Exactly the lines from the start of the data below through the line that contains "Tag every instance of the pine" are to be copied, with pictures left out.
(Material to process begins)
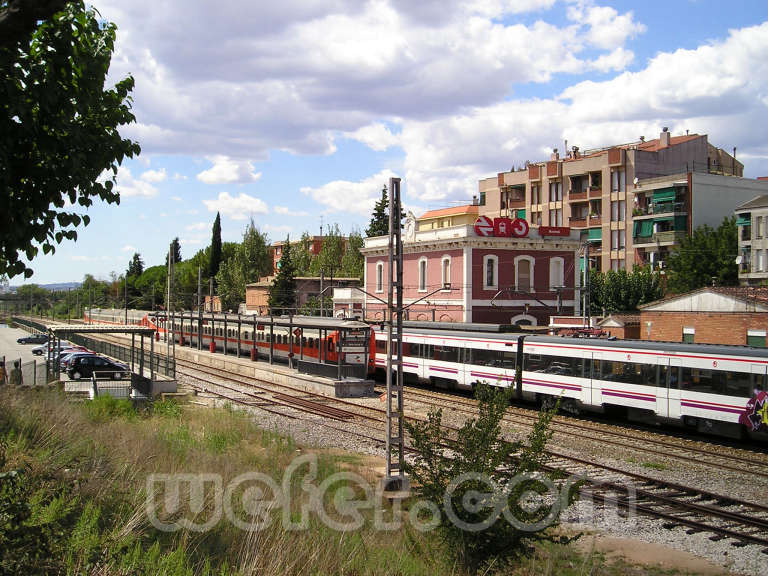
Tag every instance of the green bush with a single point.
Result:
(166, 408)
(470, 480)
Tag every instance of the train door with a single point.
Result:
(593, 373)
(672, 367)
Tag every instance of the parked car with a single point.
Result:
(33, 339)
(40, 350)
(67, 358)
(87, 366)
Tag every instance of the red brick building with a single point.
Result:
(729, 315)
(454, 274)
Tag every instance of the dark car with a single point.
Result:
(66, 357)
(87, 366)
(33, 339)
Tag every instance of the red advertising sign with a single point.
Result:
(501, 227)
(483, 226)
(554, 231)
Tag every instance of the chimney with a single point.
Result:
(664, 138)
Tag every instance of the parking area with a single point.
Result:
(13, 350)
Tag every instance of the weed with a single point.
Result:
(107, 407)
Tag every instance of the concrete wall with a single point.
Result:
(715, 197)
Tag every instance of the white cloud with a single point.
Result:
(346, 196)
(295, 75)
(238, 208)
(285, 211)
(225, 170)
(128, 186)
(154, 176)
(376, 136)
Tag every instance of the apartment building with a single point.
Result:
(631, 202)
(752, 221)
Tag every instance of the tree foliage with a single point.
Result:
(352, 262)
(379, 224)
(251, 261)
(474, 486)
(215, 255)
(302, 255)
(328, 261)
(58, 128)
(707, 256)
(175, 249)
(136, 265)
(282, 293)
(620, 291)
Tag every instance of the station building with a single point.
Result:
(454, 271)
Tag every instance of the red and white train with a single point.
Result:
(718, 389)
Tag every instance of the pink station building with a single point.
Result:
(475, 268)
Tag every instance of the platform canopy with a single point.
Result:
(66, 329)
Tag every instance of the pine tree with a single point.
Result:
(379, 225)
(215, 260)
(176, 249)
(282, 293)
(136, 265)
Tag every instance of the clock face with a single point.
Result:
(410, 229)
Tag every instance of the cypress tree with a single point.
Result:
(282, 293)
(215, 261)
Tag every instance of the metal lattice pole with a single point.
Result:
(395, 441)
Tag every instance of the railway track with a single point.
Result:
(700, 454)
(743, 523)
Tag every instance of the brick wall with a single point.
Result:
(710, 328)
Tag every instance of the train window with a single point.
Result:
(446, 353)
(626, 372)
(509, 359)
(485, 357)
(718, 382)
(558, 365)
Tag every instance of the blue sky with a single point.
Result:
(300, 112)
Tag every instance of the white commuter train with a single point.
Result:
(717, 389)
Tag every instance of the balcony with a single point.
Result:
(661, 208)
(667, 237)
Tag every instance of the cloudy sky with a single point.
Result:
(297, 112)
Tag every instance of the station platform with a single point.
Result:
(280, 374)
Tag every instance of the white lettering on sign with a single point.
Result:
(501, 227)
(483, 226)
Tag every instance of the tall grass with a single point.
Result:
(84, 469)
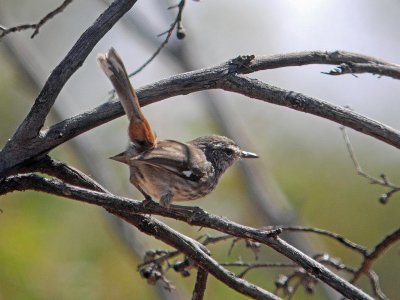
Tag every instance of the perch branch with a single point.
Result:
(191, 215)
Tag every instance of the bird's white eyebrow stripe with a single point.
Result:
(187, 173)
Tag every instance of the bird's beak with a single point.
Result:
(245, 154)
(121, 157)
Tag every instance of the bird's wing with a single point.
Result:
(182, 159)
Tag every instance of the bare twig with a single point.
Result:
(191, 248)
(374, 279)
(377, 252)
(128, 208)
(383, 180)
(373, 68)
(223, 76)
(340, 238)
(4, 31)
(251, 266)
(29, 130)
(201, 284)
(180, 35)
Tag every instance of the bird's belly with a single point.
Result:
(157, 183)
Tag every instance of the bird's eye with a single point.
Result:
(229, 152)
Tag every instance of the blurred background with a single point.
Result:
(53, 248)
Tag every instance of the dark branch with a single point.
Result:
(201, 284)
(4, 31)
(377, 252)
(191, 215)
(192, 249)
(28, 132)
(223, 76)
(341, 239)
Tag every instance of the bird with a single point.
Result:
(167, 170)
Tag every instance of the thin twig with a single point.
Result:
(374, 280)
(383, 180)
(129, 208)
(250, 266)
(180, 34)
(201, 284)
(377, 252)
(340, 238)
(4, 31)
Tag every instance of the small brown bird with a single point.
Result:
(167, 170)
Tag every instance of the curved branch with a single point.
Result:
(201, 284)
(28, 131)
(223, 76)
(190, 215)
(254, 88)
(358, 63)
(379, 249)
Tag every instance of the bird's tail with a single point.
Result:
(139, 130)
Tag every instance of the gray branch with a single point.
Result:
(129, 208)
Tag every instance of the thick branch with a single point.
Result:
(359, 63)
(190, 215)
(254, 88)
(28, 131)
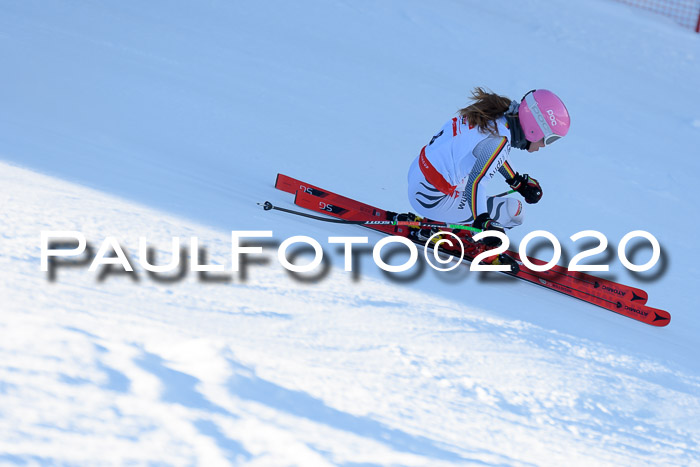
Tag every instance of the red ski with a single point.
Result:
(622, 299)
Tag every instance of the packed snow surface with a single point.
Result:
(171, 119)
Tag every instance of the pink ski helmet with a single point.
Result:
(543, 115)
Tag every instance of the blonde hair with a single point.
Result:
(485, 109)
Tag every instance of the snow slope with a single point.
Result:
(172, 118)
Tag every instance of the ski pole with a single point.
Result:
(268, 206)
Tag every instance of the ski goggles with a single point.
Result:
(549, 135)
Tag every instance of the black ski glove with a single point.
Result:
(526, 186)
(484, 222)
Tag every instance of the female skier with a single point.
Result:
(447, 181)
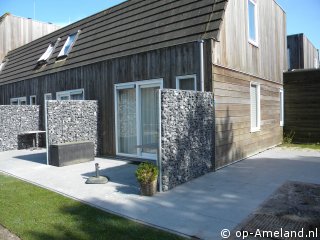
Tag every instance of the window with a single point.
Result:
(46, 56)
(252, 21)
(255, 106)
(288, 58)
(68, 45)
(33, 100)
(77, 94)
(281, 108)
(4, 62)
(137, 117)
(47, 96)
(18, 101)
(316, 63)
(188, 82)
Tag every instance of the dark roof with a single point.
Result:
(130, 27)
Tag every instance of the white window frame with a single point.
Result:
(35, 99)
(136, 85)
(179, 78)
(47, 94)
(253, 41)
(255, 129)
(63, 55)
(281, 95)
(69, 93)
(19, 100)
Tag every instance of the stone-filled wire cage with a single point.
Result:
(187, 136)
(72, 121)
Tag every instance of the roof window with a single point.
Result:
(66, 49)
(4, 62)
(46, 56)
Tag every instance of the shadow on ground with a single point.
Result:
(34, 157)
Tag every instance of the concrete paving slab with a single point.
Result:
(201, 208)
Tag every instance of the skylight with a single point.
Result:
(46, 56)
(4, 62)
(68, 45)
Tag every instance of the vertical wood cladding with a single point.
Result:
(132, 27)
(268, 58)
(98, 81)
(234, 140)
(302, 105)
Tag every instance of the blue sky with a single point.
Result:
(302, 16)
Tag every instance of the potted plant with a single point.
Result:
(147, 175)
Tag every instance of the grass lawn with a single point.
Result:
(32, 212)
(309, 146)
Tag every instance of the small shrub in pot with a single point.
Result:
(147, 175)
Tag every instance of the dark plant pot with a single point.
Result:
(148, 189)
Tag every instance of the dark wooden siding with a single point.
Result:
(302, 105)
(98, 81)
(131, 27)
(234, 141)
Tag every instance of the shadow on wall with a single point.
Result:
(226, 149)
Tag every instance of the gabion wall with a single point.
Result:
(72, 121)
(14, 120)
(187, 136)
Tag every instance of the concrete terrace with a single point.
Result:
(201, 208)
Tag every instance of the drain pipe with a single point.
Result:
(201, 42)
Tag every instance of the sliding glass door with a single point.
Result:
(127, 133)
(137, 118)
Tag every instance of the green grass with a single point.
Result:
(35, 213)
(307, 146)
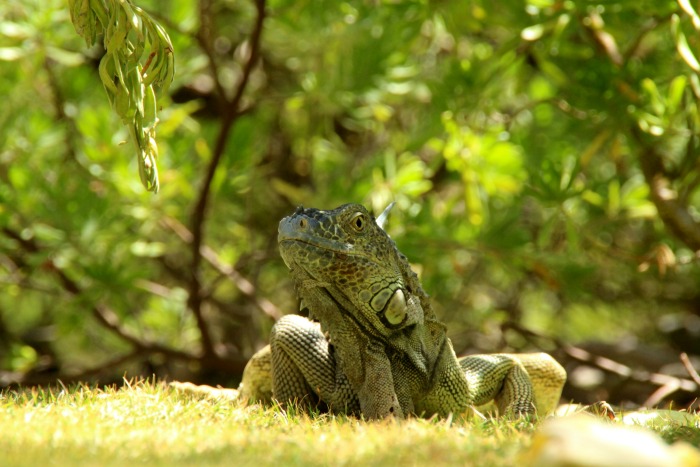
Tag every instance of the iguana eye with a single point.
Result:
(358, 222)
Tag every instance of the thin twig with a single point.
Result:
(246, 287)
(668, 383)
(689, 368)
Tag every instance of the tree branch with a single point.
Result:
(246, 287)
(229, 116)
(675, 216)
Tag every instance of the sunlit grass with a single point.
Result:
(149, 422)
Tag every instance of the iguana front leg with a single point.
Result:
(520, 384)
(304, 367)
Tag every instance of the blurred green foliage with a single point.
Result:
(543, 156)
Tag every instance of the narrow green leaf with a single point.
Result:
(682, 45)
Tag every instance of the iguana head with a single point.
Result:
(346, 253)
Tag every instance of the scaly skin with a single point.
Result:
(384, 353)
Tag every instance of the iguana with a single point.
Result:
(373, 345)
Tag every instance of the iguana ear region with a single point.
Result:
(395, 311)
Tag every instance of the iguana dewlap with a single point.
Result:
(375, 347)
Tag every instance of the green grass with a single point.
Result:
(150, 423)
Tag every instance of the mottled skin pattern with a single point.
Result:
(379, 349)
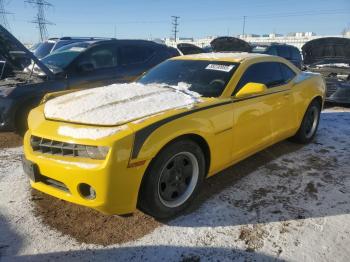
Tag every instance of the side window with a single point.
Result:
(100, 57)
(283, 51)
(296, 54)
(288, 74)
(268, 73)
(133, 54)
(272, 51)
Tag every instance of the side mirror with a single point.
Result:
(251, 89)
(86, 67)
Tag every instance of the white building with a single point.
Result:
(297, 39)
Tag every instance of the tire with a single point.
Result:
(309, 125)
(172, 180)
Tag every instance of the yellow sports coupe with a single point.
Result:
(150, 144)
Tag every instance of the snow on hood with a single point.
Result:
(119, 103)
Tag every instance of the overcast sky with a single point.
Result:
(152, 18)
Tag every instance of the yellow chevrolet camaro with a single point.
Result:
(150, 144)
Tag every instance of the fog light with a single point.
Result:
(87, 191)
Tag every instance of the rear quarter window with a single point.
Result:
(133, 54)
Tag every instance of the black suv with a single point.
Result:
(79, 65)
(288, 52)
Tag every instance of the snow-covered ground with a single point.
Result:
(290, 203)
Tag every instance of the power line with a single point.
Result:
(175, 25)
(243, 30)
(3, 17)
(40, 19)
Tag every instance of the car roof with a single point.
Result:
(271, 44)
(221, 56)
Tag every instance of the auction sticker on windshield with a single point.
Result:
(224, 68)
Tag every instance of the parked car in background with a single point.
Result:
(43, 49)
(150, 144)
(76, 66)
(288, 52)
(188, 49)
(330, 56)
(229, 44)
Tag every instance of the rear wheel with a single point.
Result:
(309, 125)
(172, 180)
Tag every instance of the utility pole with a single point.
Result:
(3, 18)
(175, 25)
(40, 19)
(243, 31)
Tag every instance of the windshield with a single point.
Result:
(259, 49)
(62, 57)
(43, 49)
(208, 78)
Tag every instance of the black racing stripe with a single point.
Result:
(142, 134)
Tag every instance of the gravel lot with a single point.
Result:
(287, 203)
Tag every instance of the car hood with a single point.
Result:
(11, 49)
(118, 104)
(327, 50)
(230, 44)
(189, 49)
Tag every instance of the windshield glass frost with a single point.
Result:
(62, 57)
(208, 78)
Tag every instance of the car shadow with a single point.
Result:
(152, 253)
(10, 242)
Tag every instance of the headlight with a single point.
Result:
(53, 147)
(4, 92)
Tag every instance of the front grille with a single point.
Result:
(54, 183)
(52, 147)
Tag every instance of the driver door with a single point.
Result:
(260, 119)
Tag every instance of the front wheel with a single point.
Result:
(172, 180)
(309, 125)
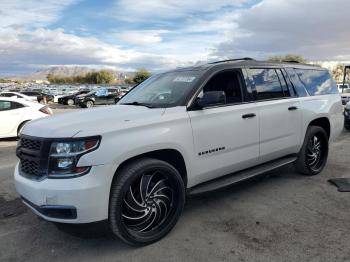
(Material to process ends)
> _Solved exercise_
Tag every instance of the green bush with a single point.
Result:
(166, 408)
(470, 480)
Tag every instance of the train door with a single point.
Result:
(593, 373)
(672, 367)
Tag every instance of the parked car with a single point.
Result:
(33, 339)
(40, 350)
(67, 358)
(87, 366)
Tag every instance of the red brick building with a single point.
Result:
(729, 315)
(454, 274)
Tag every instance of the dark car with a single point.
Result:
(66, 357)
(87, 366)
(33, 339)
Tag every instance of the red advertising sign with a single point.
Result:
(501, 227)
(483, 226)
(554, 231)
Tag every instance of the chimney with a single point.
Result:
(664, 138)
Tag every instance of the parking area with a single point.
Result:
(13, 350)
Tag every instance of the weed with a single point.
Result:
(107, 407)
Tag every instance of the concrete wall with a single point.
Result:
(715, 197)
Tag every instance of the white cloud with a single point.
Result:
(346, 196)
(295, 75)
(238, 208)
(285, 211)
(225, 170)
(128, 186)
(154, 176)
(376, 136)
Tag every instance of the apartment building with a single point.
Result:
(631, 202)
(752, 221)
Tag every instance of the tree foliage with a single point.
Result:
(352, 262)
(379, 224)
(251, 261)
(474, 486)
(215, 255)
(302, 255)
(328, 261)
(58, 128)
(707, 256)
(175, 249)
(136, 265)
(282, 293)
(620, 291)
Tag every instance of the station building with a single point.
Result:
(454, 271)
Tag every instance of the red and white train with a single point.
Result:
(718, 389)
Tag every instance of the pink station building with a single point.
Result:
(475, 268)
Tag every instance of the platform canopy with a single point.
Result:
(66, 329)
Tag every instance of the pine tree with a single point.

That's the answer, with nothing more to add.